▶ YOUR INSTRUCTIONS
Rewrite the stretch from the line containing "Tag each front" through the line containing "left=636, top=125, right=701, bottom=161" as a JSON list of strings, one string per line, leaving out blank lines.

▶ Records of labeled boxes
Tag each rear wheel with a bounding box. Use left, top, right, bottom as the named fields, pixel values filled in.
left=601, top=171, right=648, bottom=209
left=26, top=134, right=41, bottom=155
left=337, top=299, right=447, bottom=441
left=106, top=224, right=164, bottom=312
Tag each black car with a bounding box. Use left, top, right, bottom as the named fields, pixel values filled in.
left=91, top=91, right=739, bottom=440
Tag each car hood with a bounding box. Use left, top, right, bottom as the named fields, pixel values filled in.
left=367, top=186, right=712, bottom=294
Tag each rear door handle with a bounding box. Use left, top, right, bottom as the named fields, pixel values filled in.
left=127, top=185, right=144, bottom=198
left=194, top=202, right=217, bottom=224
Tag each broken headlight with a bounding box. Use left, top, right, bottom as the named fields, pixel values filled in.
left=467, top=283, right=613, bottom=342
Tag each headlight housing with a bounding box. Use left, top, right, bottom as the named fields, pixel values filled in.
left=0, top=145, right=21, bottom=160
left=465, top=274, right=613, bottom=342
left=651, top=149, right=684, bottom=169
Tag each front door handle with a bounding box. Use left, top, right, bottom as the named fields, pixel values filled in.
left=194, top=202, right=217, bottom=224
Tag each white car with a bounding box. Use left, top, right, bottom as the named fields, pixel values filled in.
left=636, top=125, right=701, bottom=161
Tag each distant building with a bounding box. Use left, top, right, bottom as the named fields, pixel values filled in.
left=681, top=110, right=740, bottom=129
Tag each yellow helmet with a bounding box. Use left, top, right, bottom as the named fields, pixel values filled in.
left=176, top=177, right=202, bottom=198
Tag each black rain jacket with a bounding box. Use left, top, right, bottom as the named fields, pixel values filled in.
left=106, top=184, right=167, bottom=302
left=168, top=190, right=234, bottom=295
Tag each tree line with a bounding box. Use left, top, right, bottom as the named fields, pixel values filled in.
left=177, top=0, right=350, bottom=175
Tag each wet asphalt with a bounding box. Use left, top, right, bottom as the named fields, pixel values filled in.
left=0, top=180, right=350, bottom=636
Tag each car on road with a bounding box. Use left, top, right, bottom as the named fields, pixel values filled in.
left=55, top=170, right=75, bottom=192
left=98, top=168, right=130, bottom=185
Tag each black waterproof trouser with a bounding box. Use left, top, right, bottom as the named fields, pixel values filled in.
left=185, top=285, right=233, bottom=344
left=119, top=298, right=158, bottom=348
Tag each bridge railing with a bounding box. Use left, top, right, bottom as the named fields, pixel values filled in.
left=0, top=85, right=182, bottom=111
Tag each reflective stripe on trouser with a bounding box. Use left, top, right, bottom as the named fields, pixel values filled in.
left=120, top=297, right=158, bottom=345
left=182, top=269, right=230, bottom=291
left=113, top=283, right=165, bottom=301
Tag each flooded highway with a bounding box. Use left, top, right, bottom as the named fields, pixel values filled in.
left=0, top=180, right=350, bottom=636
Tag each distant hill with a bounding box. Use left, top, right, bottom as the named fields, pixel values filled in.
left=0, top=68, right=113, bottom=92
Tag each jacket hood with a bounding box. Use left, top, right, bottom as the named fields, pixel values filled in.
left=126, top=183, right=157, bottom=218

▶ ANSWER TO THIS EXERCISE
[
  "Tag each front door handle with a bounding box. Use left, top, right, bottom as the named fields, pixel values filled in.",
  "left=194, top=202, right=217, bottom=224",
  "Tag each white car with a bounding box. Use left, top, right, bottom as the named fields, pixel values filled in.",
  "left=636, top=125, right=701, bottom=161"
]